-- Aim --
Transcribe exactly the lines from the one holding "Mark a point on each instance of the deep snow" to the end of the data below, including both of those lines and no others.

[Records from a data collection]
━━━
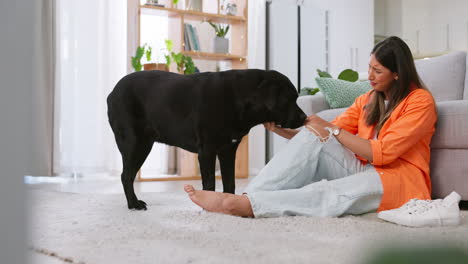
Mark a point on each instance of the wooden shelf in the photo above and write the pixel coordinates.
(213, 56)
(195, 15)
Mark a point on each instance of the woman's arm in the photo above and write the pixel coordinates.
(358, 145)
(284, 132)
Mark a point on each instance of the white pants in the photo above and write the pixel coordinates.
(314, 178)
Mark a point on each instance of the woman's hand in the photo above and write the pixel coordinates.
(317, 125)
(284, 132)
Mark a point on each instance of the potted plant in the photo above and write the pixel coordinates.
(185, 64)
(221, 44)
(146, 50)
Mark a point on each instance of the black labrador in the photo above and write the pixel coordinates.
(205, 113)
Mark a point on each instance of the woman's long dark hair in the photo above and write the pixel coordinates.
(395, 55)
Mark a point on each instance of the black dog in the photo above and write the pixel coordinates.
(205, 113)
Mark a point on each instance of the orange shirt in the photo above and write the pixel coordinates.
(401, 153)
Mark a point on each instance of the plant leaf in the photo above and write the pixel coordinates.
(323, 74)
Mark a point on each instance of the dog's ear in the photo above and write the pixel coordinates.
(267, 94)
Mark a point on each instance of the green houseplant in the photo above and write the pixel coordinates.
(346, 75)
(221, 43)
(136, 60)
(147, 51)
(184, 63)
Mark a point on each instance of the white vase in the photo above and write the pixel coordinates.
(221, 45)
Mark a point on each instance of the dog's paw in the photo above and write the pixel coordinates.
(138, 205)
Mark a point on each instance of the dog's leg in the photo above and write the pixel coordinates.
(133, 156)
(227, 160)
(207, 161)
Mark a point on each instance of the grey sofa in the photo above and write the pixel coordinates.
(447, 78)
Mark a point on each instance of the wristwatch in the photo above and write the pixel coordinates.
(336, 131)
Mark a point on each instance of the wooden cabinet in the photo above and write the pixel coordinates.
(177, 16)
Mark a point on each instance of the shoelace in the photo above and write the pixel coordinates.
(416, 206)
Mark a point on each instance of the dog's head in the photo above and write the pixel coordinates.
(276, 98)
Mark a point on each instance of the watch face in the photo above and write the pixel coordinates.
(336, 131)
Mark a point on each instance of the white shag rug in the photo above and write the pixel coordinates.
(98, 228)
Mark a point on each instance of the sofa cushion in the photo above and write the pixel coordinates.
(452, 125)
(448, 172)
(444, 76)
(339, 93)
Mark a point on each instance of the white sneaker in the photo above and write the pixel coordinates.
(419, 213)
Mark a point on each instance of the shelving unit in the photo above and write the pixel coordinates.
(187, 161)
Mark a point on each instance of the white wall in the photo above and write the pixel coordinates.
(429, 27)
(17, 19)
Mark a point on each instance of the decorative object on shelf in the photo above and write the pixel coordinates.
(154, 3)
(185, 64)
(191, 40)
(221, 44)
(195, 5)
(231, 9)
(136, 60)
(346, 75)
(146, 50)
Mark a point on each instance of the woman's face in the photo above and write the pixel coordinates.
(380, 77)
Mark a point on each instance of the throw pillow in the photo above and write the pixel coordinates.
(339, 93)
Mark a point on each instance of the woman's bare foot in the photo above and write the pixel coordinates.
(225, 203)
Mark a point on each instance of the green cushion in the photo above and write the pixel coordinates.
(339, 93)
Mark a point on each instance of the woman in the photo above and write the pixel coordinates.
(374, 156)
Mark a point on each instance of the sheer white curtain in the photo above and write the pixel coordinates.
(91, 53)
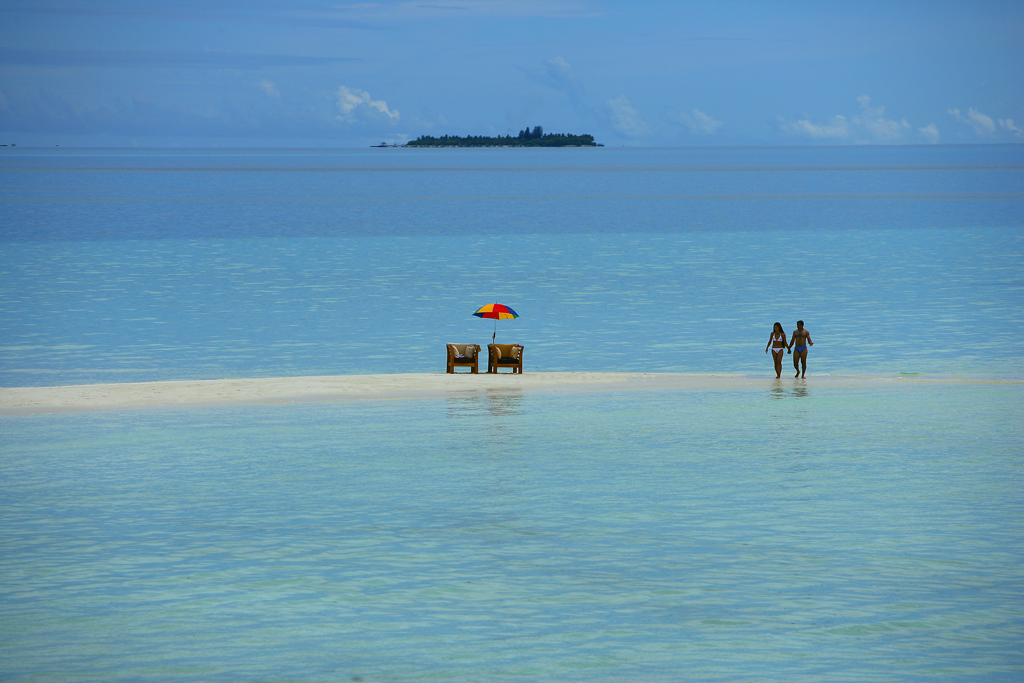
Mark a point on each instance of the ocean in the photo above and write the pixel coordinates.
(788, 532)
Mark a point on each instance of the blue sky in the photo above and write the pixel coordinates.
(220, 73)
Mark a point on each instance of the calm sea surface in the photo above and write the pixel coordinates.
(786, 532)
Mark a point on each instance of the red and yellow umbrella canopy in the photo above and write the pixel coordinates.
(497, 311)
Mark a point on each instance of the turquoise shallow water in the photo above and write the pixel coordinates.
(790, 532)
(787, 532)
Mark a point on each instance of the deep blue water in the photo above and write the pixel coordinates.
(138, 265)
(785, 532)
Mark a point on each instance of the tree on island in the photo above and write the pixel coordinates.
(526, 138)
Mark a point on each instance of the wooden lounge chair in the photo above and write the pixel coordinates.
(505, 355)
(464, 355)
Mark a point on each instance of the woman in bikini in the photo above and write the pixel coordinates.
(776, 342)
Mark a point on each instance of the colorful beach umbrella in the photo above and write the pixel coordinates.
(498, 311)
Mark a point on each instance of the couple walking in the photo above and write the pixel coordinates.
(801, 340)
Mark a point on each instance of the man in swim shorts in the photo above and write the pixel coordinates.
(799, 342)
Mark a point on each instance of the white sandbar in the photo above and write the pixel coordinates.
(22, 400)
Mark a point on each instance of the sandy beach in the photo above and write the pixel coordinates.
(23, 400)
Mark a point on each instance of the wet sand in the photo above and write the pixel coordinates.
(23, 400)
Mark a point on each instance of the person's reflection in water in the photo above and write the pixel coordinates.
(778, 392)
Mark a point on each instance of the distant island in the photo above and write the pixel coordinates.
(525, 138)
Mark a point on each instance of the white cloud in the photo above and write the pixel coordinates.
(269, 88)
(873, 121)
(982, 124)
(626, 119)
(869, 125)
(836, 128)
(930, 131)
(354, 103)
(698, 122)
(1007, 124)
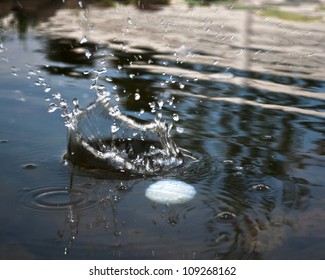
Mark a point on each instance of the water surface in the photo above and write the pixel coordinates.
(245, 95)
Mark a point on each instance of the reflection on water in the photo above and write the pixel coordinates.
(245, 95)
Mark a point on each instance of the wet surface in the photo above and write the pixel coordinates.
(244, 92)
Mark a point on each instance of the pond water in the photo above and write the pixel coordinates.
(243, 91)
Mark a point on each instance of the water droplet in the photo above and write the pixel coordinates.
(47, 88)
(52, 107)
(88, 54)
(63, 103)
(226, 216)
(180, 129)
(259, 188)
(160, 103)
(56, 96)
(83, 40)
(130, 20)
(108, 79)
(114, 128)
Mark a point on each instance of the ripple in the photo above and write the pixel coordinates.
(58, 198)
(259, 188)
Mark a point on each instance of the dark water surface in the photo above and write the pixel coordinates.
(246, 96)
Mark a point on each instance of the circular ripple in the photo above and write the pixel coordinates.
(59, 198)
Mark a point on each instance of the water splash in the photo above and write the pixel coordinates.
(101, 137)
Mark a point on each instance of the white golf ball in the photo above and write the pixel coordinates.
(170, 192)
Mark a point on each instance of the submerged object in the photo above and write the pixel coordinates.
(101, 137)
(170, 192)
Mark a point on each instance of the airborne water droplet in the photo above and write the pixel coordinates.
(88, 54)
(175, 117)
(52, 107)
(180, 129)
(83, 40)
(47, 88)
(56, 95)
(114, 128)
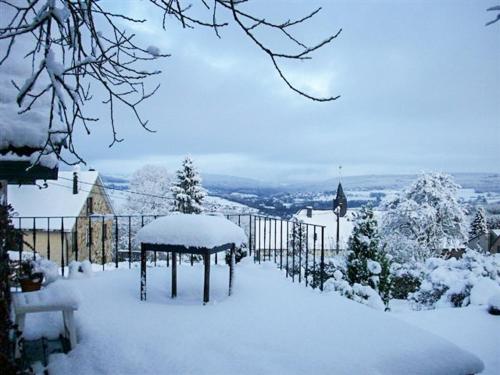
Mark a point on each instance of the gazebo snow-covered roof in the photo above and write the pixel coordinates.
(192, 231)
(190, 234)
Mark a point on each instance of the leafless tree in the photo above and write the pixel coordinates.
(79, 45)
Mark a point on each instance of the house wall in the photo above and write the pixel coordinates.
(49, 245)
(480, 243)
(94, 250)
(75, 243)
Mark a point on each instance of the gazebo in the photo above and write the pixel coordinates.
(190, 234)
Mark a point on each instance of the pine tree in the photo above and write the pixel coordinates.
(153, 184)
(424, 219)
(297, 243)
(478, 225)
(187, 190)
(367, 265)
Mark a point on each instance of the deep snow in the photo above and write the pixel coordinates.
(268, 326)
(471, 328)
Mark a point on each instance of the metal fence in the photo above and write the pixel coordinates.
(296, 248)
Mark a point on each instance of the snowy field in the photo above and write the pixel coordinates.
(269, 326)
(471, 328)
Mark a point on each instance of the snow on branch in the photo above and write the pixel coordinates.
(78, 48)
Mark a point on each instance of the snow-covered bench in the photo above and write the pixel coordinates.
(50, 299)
━━━
-- Complete answer --
Mark a point on each instance of the deep snow in the photo above and write the pixel coordinates.
(268, 326)
(471, 328)
Mark a point on each instance of the metal fence in the photo above and write the pixel coordinates.
(296, 248)
Mark a point on each instance of the snowy field in the photo above and write the pixel coordinates.
(269, 326)
(471, 328)
Mark a point on each instance of the snow on branch in the photo above and write the pixel coordinates.
(78, 48)
Mark a point on each instance of the snow-covered bench in the photo above and write the pixel coordinates.
(50, 299)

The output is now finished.